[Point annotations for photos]
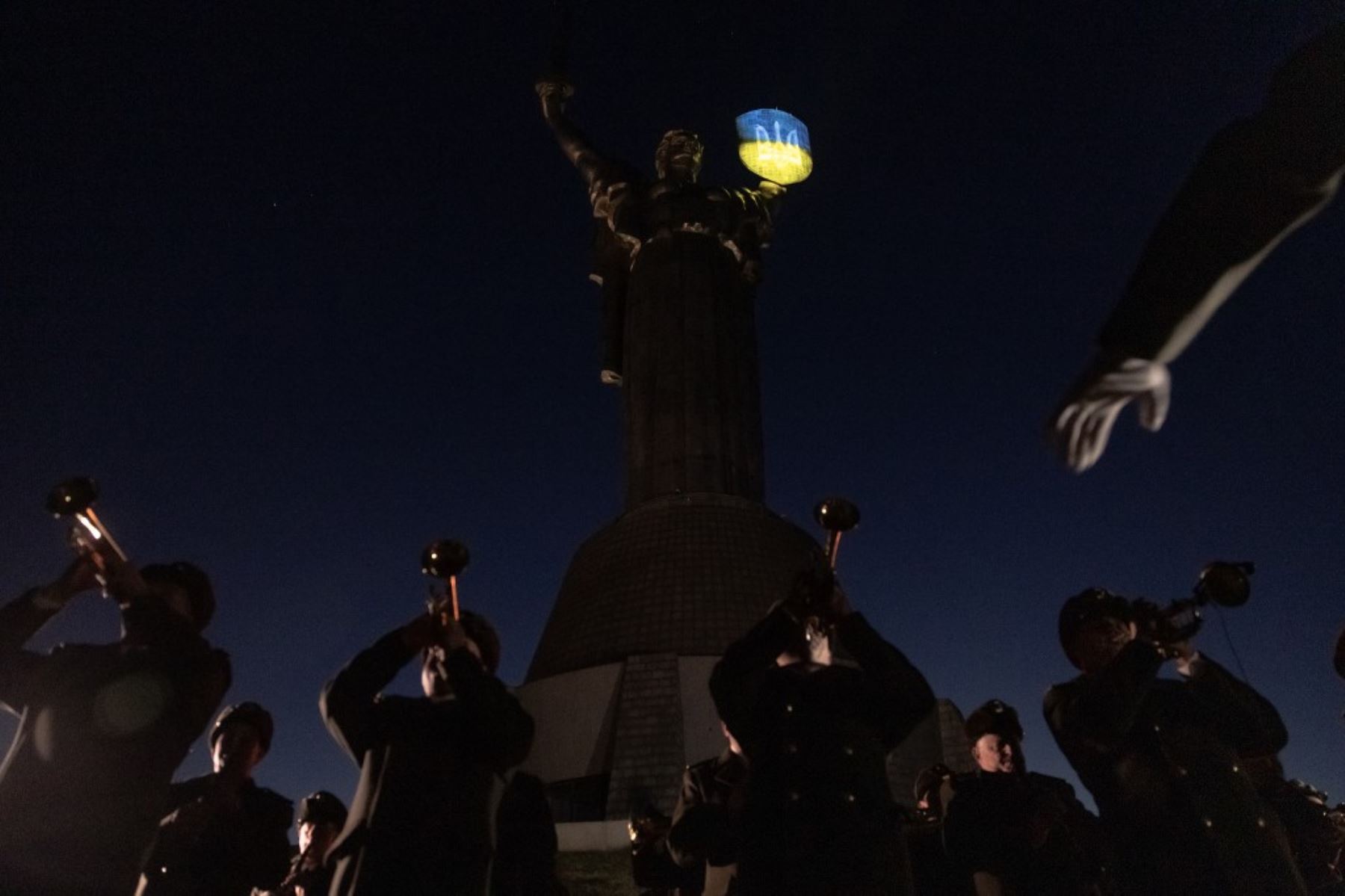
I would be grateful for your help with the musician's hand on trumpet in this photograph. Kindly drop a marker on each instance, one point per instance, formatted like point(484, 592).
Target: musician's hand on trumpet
point(436, 628)
point(78, 578)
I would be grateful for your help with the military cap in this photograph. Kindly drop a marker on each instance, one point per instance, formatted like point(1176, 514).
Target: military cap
point(322, 808)
point(1087, 606)
point(248, 714)
point(993, 717)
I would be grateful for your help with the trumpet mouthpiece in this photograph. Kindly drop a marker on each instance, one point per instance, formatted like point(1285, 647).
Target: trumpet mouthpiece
point(72, 497)
point(444, 559)
point(835, 514)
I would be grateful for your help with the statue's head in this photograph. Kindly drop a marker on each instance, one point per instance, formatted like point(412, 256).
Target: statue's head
point(679, 156)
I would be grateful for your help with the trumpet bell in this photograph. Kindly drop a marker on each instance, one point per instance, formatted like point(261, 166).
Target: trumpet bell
point(444, 559)
point(1225, 584)
point(835, 514)
point(72, 497)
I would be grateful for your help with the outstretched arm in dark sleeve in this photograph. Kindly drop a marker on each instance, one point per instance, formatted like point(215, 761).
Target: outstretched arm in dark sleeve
point(498, 726)
point(1247, 720)
point(22, 618)
point(347, 702)
point(899, 696)
point(1089, 714)
point(738, 677)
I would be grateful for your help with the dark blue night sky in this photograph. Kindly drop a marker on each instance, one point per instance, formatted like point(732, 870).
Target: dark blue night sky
point(306, 289)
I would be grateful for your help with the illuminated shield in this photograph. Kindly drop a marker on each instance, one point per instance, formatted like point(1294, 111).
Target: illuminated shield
point(775, 146)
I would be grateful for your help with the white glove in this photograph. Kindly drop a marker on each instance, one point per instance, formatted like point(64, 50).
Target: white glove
point(1083, 423)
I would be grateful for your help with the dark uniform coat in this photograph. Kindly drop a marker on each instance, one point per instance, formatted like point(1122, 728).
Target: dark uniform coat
point(820, 818)
point(101, 731)
point(232, 850)
point(432, 774)
point(708, 821)
point(1022, 835)
point(1161, 759)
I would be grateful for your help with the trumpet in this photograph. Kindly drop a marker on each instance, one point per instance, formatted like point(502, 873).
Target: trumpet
point(89, 537)
point(445, 559)
point(837, 517)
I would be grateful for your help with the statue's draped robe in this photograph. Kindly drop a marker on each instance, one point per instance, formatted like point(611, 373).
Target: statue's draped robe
point(689, 358)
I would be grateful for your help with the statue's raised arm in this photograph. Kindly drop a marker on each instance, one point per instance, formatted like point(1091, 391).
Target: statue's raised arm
point(678, 262)
point(1257, 182)
point(573, 144)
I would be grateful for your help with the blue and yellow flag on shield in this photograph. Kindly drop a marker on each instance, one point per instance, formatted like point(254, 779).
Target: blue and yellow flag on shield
point(775, 146)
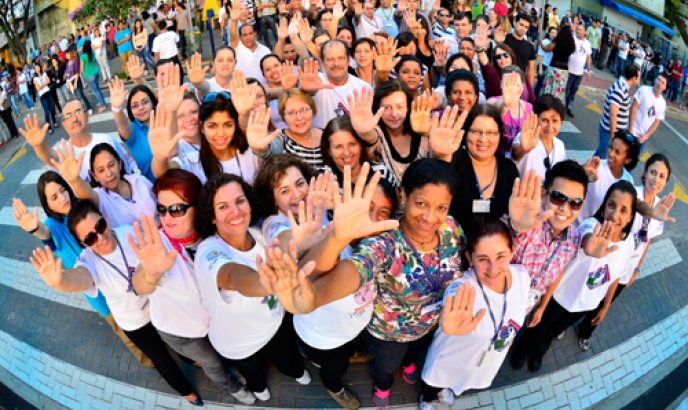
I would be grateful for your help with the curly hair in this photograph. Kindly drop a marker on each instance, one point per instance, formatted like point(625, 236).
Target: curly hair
point(269, 176)
point(205, 215)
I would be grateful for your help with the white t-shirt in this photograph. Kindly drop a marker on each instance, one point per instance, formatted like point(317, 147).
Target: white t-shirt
point(23, 87)
point(452, 361)
point(131, 312)
point(165, 44)
point(249, 61)
point(598, 189)
point(654, 229)
point(239, 325)
point(176, 306)
point(585, 279)
point(333, 103)
point(650, 108)
point(99, 138)
point(535, 159)
point(119, 211)
point(578, 58)
point(98, 41)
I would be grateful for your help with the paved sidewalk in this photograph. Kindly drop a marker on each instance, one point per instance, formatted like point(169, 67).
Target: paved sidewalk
point(58, 352)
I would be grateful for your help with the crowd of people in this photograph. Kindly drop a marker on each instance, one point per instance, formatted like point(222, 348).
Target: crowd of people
point(370, 180)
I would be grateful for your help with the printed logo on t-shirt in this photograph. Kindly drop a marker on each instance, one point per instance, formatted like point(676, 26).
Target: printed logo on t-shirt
point(506, 335)
point(598, 277)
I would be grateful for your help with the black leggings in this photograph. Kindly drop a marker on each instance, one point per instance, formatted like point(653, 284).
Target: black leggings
point(148, 340)
point(280, 351)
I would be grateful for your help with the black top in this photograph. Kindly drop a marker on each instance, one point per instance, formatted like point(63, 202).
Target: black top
point(461, 207)
point(524, 50)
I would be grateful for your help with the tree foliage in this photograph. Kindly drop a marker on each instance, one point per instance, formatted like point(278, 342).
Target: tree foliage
point(14, 19)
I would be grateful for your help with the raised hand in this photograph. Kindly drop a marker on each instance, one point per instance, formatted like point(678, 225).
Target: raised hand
point(28, 221)
point(195, 70)
point(68, 165)
point(661, 211)
point(118, 95)
point(361, 111)
point(310, 78)
point(33, 132)
point(323, 188)
point(135, 67)
point(446, 132)
point(289, 77)
point(257, 134)
point(47, 266)
point(308, 231)
point(420, 113)
point(385, 57)
point(155, 259)
point(457, 314)
point(530, 133)
point(169, 89)
point(597, 244)
point(352, 210)
point(525, 207)
point(592, 168)
point(161, 140)
point(243, 94)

> **PROBLEM**
Please write out all the rows above as a numbered list, skipping any blank lines and leaving the pictures out.

> **THE REPLY**
1. I would be grateful for your help with the musician's hand on trumpet in this photograph. Kindly drop a marker on each instance, one point per instance, formatted like point(484, 592).
2. Target: musician's hand on trumpet
3. point(436, 628)
4. point(78, 578)
5. I would be grateful for your help with the military cap in this photograph. Kindly drop a marker on each instance, one point per instance, formatted like point(1176, 514).
6. Target: military cap
7. point(322, 808)
8. point(1087, 606)
9. point(248, 714)
10. point(993, 717)
11. I would be grateful for your help with the trumpet mouthpiece in this photograph. Kindly drop a marker on each instance, one point per instance, formatted like point(1285, 647).
12. Target: trumpet mouthpiece
13. point(72, 497)
14. point(444, 559)
15. point(835, 514)
16. I would be grateful for your help with the statue's head in this photograph. Kindly drop a marker on each instance, one point per instance, formatted like point(412, 256).
17. Target: statue's head
18. point(679, 156)
19. I would be grateful for your help with the trumpet bell in this photograph. Kindly drop a marker on each instance, one point per instance, formatted like point(261, 166).
20. Target: trumpet bell
21. point(444, 559)
22. point(1225, 584)
23. point(835, 514)
24. point(72, 497)
25. I would be grateful for your help with the outstretched arm in dark sleeve in this photograph. Kindly drop a marker on each instance, one point per instance, formatted like point(215, 761).
26. Target: outstretched arm in dark sleeve
27. point(498, 726)
28. point(1247, 720)
29. point(22, 618)
30. point(347, 702)
31. point(899, 696)
32. point(1089, 714)
33. point(738, 677)
34. I would be grateful for your help with the dark blue night sky in this photograph. Kindly drop a marker on each instance, one point per instance, formatted like point(732, 870).
35. Target: dark blue night sky
36. point(306, 289)
37. I would be grateful for your help with the illuminated shield in this photograph. Kindly drop a marker on each instance, one point per instance, formatted like point(1294, 111).
38. Target: illuminated shield
39. point(775, 146)
40. I would be grateful for your help with the white glove in this photograph. Kindly drop a marker on each instance, one point per instance, formatted like point(64, 50).
41. Target: white glove
42. point(1083, 423)
43. I would be grateful for your help with the dark uniform coat in this photograph. Kindly drop a marker on each instance, one point per instance, formatted like point(1122, 728).
44. Target: dark uniform coat
45. point(820, 818)
46. point(101, 731)
47. point(232, 850)
48. point(432, 774)
49. point(708, 821)
50. point(1022, 835)
51. point(1161, 759)
52. I would be grateful for your help with the trumpet in this photograph. Kindly drop a marker on each instance, one point per instance, formatted like point(502, 873).
53. Target: trumpet
54. point(89, 537)
55. point(445, 559)
56. point(837, 517)
57. I would be grateful for your help with the statue's draped robe in this photograph. Kindly drop a marker on each instance, one point per instance, formatted like point(611, 373).
58. Target: statue's draped robe
59. point(689, 358)
60. I would be grateful for your help with the statue's raised arm in this photograph. Kindly drop a marker on each instance, one point per instance, formatted like point(1091, 391).
61. Target: statue's raised arm
62. point(678, 262)
63. point(1257, 182)
64. point(573, 144)
65. I would be grateful for your help with the blue and yellow flag on shield in this photograph. Kindly drop a marker on each instance, one point per instance, formatted like point(254, 779).
66. Target: blue and yellow flag on shield
67. point(775, 146)
68. I would be grateful for your help with the curly hair in this photograph. Kindly drop a marker on each instance, one point per instance, formatted like point(625, 236).
69. Target: curly hair
70. point(269, 176)
71. point(205, 215)
72. I would be grateful for your help with the white t-shirt in this photograph. Kindly drop a marker on each instance, one point per instance, formatted like point(317, 147).
73. Target: white t-shirt
74. point(23, 87)
75. point(452, 361)
76. point(131, 312)
77. point(165, 44)
78. point(249, 61)
79. point(598, 189)
80. point(654, 229)
81. point(239, 325)
82. point(176, 306)
83. point(585, 279)
84. point(333, 103)
85. point(650, 108)
86. point(99, 138)
87. point(535, 159)
88. point(119, 211)
89. point(578, 58)
90. point(98, 41)
91. I would be grateful for your help with the paved sidewalk in this photograph. Kindly drop a marker on each instance, one point per instance, formatted like point(169, 67).
92. Target: paved sidewalk
93. point(58, 352)
94. I would be grateful for your help with the crowd of people in this photograph. Kindly drop a marker on each instance, one point per instance, formatted like point(222, 348).
95. Target: crowd of people
96. point(370, 180)
97. I would be grateful for your help with the printed logo on t-shirt in this photograph. Kindly drop a marker on each instance, one point per instance, formatted like point(676, 26).
98. Target: printed logo on t-shirt
99. point(506, 335)
100. point(598, 277)
101. I would be grateful for your help with the black leggings in this photograph. Kindly drop a marker on each instance, one point per instance, formatted like point(653, 284).
102. Target: black leggings
103. point(148, 340)
104. point(280, 351)
105. I would be grateful for your help with the black top in this photograph. Kindly drop a marker on each instance, one point per instance, formatted like point(63, 202).
106. Target: black top
107. point(461, 207)
108. point(524, 50)
109. I would be grateful for your help with the tree foliage in this photograph. Kindly drop a marker on each instance, one point per instance, formatted like point(278, 342).
110. Target: tree foliage
111. point(14, 19)
112. I would be grateful for your help with the raised hand in this photograph. Kindly drop a marker on each instance, one point per instance, formatted like point(678, 225).
113. Target: raised hand
114. point(28, 221)
115. point(195, 70)
116. point(68, 165)
117. point(661, 211)
118. point(118, 95)
119. point(361, 111)
120. point(310, 78)
121. point(33, 132)
122. point(323, 188)
123. point(135, 67)
124. point(446, 132)
125. point(289, 77)
126. point(257, 134)
127. point(47, 266)
128. point(308, 231)
129. point(420, 113)
130. point(385, 57)
131. point(155, 259)
132. point(457, 314)
133. point(530, 133)
134. point(169, 89)
135. point(597, 244)
136. point(352, 210)
137. point(525, 207)
138. point(592, 168)
139. point(161, 140)
140. point(243, 94)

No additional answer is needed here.